### DOCUMENT EXTRACT

Product Requirement Document
| Owning Group | [Name of WG or SIG] |
| Status | [Draft |
| GitHub Project | [Link to GitHub Project Board] |
| Last Updated | [YYYY-MM-DD] |
1. Overview
We are looking for a solution that identifies and transcribes the instances of Tibetan speech and outputs a timestamped transcript. Integral to this is fine-tuning an STT model that ideally will achieve 5% CER, but it remains to be seen whether that goal can be reached.
The overall context is for Garchen Archive to incorporate these artifacts into an automated pipeline that goes from audio file to a translated transcript with as little human intervention as possible.
Problem Statement
Although there is a vast collection of audio and video recordings of Garchen Rinpoche, these recordings are scattered around the world and exist on various forms of media from analog cassettes to mini disks to CDs to files on a Sangha member’s computer. Very few of the recordings have had their written translations transcribed, and even fewer of them have Tibetan transcriptions. The recordings are being gathered together to create the Garchen Archive, which will feature a fully searchable, transcribed and translated corpus of Garchen Rinpoche’s teachings.
Examples of the types of recording include but are not limited to:
- untranslated discourses
- teachings where Rinpoche alternates with an oral interpreter
- empowerments
- oral transmissions (lung)
- group practice sessions that contain a segment where Rinpoche gives a teaching
- The majority of the recordings also have group recitations at the beginning and end, which do not need to be transcribed or passed through the Tibetan STT; however in the interest of simplicity, if the diarization model recognizes a recitation as Tibetan, to transcribe it is also acceptable
In order for the Garchen Archive to have an automated pipeline, the system requires for each recording a timecoded transcript file that identifies each instance of Garchen Rinpoche’s speech.
Core Objectives
- Fine tune an STT model to achieve 5% CER for Garchen Rinpoche’s unique speech
- Provide a solution that has the ability to input an audio file and output a timecoded transcription file in WebVTT format that:
- Has instances of spoken Tibetan transcribed to Tibetan script
- Has timestamped entries for start and end of each Garchen Rinpoche passage
- Identifies the instances where Tibetan is spoken and transcribes only those instances
Other notes:
- Train the model to clean repetitions, jumbled sentences and filler words if possible
2. Strategy & Research
Background and foundational research and planning documents that inform this project.

######
### SUPPLIED DATA

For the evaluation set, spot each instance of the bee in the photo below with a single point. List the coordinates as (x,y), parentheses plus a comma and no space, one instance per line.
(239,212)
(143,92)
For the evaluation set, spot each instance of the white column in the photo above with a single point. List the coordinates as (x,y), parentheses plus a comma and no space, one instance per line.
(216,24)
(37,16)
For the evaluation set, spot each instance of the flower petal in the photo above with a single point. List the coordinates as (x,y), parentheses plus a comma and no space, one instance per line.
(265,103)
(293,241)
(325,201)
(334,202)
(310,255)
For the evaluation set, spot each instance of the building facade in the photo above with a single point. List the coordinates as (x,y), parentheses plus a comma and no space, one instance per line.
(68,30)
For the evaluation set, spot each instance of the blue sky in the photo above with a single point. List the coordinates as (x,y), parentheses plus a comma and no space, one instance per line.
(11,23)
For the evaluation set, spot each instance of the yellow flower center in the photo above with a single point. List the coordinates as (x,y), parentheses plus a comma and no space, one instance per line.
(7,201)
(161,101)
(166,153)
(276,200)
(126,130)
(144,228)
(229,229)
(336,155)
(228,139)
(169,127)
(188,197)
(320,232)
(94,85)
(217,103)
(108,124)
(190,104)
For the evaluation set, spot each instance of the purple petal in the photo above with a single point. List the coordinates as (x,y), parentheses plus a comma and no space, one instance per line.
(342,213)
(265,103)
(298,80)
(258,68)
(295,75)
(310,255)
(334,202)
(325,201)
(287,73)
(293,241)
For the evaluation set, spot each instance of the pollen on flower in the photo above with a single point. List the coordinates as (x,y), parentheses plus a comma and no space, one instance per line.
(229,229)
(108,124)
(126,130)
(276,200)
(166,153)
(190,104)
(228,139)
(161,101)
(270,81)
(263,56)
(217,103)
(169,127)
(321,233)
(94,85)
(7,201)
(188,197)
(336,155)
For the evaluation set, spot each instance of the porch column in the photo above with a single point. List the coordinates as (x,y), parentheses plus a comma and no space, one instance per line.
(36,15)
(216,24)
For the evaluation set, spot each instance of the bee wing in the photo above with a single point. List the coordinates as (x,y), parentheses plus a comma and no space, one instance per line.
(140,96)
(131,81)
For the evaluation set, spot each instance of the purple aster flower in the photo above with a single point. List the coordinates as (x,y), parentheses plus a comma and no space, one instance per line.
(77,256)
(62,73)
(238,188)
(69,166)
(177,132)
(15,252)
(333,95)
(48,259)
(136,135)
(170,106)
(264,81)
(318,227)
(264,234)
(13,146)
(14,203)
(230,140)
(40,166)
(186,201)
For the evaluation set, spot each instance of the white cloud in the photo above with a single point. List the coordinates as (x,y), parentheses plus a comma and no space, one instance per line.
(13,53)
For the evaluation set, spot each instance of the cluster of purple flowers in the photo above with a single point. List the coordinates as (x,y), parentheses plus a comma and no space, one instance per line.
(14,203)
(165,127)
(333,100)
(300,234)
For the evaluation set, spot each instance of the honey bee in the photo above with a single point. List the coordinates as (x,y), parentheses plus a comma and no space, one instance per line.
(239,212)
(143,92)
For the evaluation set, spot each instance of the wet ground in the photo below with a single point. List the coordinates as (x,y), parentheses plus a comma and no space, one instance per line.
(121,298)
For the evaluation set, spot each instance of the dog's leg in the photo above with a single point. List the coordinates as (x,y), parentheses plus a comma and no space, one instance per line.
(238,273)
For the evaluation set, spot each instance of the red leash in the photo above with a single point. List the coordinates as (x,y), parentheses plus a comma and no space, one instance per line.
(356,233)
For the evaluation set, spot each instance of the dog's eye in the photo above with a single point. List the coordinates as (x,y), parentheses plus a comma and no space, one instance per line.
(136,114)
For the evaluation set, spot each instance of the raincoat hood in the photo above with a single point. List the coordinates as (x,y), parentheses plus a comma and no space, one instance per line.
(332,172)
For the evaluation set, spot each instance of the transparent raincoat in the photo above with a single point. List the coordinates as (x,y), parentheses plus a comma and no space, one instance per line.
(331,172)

######

§ **WORK INSTRUCTIONS**:
• a. Copy the passage from the requirements document above, starting with "Product Requirement Document" and going on through "intervention as possible.".
• b. According to the requirements document above, what character error rate is the fine-tuned STT model ideally meant to reach?
• c. Translate this sentence from the requirements document above into Spanish: "Very few of the recordings have had their written translations transcribed, and even fewer of them have Tibetan transcriptions."

§ **THE RESULTS**:
• a.
Product Requirement Document
| Owning Group | [Name of WG or SIG] |
| Status | [Draft |
| GitHub Project | [Link to GitHub Project Board] |
| Last Updated | [YYYY-MM-DD] |
1. Overview
We are looking for a solution that identifies and transcribes the instances of Tibetan speech and outputs a timestamped transcript. Integral to this is fine-tuning an STT model that ideally will achieve 5% CER, but it remains to be seen whether that goal can be reached.
The overall context is for Garchen Archive to incorporate these artifacts into an automated pipeline that goes from audio file to a translated transcript with as little human intervention as possible.

• b. 5% CER

• c. Muy pocas de las grabaciones tienen transcritas sus traducciones escritas, y aún menos de ellas tienen transcripciones en tibetano.